- [Exercise aim]:
Pull every line with "sleeve" from the data.

Referring expression grounding data
Start of Block

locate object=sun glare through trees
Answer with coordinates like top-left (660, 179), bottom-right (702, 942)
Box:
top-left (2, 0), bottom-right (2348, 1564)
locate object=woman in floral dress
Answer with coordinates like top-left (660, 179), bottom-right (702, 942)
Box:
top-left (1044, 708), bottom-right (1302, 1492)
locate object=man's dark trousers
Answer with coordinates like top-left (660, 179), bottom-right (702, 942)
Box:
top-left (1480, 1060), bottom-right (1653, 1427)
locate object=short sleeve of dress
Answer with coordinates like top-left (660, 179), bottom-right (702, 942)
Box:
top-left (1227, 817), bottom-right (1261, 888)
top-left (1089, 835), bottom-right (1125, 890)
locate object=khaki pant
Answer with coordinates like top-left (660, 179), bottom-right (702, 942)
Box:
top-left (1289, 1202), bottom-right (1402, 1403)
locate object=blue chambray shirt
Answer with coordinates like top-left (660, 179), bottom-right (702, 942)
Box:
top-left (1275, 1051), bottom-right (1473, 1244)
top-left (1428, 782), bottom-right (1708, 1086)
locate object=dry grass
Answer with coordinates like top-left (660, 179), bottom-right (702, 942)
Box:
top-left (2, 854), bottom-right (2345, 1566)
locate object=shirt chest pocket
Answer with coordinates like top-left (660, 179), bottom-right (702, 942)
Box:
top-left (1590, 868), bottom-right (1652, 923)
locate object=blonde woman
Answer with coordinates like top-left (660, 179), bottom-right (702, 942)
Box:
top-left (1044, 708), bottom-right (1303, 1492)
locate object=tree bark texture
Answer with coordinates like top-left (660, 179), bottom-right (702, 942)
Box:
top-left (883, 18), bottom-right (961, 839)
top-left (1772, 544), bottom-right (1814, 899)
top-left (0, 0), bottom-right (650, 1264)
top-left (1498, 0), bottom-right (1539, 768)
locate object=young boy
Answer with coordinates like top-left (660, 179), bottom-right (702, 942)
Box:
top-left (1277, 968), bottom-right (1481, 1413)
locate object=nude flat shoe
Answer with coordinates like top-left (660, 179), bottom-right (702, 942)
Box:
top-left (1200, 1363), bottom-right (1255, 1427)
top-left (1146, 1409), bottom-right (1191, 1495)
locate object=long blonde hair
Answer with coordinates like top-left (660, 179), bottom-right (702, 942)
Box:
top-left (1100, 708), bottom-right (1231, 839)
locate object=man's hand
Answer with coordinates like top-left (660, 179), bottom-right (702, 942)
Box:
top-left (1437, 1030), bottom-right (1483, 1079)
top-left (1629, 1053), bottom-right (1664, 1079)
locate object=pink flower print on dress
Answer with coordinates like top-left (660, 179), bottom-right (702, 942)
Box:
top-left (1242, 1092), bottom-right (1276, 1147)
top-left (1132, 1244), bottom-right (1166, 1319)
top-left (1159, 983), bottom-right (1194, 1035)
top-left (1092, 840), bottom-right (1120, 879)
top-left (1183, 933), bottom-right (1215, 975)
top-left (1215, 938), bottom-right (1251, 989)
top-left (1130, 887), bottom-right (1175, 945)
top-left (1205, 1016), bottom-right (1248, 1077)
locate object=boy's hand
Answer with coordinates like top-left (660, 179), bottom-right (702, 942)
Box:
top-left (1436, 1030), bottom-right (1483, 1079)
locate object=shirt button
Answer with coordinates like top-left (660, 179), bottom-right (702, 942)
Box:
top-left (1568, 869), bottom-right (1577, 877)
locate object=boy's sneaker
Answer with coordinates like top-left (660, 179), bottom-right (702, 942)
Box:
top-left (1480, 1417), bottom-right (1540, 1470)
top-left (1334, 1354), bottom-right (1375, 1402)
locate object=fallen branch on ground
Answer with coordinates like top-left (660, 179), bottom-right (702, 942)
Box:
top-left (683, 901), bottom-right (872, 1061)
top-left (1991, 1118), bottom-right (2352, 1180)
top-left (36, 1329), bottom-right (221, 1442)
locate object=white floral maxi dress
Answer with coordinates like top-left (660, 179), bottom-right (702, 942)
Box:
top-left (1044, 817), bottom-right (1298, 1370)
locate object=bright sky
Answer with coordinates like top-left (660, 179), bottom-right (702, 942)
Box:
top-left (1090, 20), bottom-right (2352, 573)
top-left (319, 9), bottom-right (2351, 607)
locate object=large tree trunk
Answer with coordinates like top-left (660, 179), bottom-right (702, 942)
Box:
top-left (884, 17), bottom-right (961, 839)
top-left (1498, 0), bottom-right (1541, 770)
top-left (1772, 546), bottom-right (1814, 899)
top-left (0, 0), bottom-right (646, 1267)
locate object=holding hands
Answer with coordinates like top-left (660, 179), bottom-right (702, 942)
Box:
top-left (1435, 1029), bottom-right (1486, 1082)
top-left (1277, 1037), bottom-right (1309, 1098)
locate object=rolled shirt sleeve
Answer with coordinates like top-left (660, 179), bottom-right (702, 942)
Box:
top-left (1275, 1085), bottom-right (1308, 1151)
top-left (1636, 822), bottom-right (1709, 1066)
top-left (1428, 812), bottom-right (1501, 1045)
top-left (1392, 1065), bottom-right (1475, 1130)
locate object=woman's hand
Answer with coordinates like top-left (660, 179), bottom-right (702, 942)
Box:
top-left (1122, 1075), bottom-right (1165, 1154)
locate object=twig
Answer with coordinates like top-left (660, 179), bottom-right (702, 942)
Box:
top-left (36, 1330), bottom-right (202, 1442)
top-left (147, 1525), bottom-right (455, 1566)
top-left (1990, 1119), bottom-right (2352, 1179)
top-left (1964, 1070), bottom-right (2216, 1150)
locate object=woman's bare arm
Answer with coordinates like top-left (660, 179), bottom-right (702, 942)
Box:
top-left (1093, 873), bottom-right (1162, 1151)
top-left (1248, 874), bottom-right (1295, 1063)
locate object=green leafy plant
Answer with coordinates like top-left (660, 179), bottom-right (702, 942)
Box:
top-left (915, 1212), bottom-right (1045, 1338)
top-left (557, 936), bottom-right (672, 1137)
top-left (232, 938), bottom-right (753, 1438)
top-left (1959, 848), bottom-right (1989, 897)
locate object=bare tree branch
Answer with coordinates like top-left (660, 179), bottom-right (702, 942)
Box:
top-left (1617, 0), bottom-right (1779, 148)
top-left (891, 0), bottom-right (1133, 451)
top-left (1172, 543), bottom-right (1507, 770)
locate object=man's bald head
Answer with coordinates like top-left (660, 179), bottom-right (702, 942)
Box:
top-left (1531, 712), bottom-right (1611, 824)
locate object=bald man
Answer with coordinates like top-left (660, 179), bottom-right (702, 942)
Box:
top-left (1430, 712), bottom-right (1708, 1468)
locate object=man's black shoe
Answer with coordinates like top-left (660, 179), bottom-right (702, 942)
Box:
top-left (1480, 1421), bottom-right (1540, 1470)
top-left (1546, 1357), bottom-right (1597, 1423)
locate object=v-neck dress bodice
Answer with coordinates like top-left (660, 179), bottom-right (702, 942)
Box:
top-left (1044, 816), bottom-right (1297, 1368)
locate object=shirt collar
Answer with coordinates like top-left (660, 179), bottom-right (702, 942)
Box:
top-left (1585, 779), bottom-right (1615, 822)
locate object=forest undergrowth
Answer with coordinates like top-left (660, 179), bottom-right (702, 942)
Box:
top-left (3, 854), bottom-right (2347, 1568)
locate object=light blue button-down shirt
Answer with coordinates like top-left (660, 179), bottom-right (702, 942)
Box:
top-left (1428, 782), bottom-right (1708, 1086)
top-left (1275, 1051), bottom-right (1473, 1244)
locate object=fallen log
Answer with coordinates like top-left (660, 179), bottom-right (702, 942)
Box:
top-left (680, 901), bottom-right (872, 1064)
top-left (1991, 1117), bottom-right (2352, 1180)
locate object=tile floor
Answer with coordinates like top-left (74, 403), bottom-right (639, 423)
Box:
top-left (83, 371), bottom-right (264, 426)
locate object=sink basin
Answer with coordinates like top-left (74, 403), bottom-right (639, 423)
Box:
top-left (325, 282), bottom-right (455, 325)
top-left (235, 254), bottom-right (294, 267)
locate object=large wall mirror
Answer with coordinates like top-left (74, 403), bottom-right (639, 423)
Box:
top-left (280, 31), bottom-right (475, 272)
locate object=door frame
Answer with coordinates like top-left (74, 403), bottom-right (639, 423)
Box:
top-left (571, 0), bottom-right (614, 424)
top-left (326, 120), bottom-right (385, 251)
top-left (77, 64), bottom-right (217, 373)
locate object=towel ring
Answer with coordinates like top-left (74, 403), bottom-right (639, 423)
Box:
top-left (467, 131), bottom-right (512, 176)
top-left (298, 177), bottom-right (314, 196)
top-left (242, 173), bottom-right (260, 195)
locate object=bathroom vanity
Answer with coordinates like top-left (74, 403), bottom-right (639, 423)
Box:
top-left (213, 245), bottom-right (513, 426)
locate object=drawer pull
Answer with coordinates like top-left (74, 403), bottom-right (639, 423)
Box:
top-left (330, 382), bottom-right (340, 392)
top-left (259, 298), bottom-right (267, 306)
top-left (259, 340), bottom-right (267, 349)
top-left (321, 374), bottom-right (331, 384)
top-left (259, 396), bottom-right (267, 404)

End of Block

- [Result below]:
locate object=short sleeve of dress
locate object=rolled shirt sleeve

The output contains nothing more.